Given entries:
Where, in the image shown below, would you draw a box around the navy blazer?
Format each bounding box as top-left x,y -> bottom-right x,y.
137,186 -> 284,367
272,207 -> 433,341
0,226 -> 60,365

Aim: Retype all of the material above line for line, keeping every character unchanged.

Final result:
Where, in the image shown below, would you draw a box around the navy blazer?
Format each bounding box as top-left x,y -> bottom-right x,y.
137,186 -> 284,367
272,207 -> 433,341
0,226 -> 60,365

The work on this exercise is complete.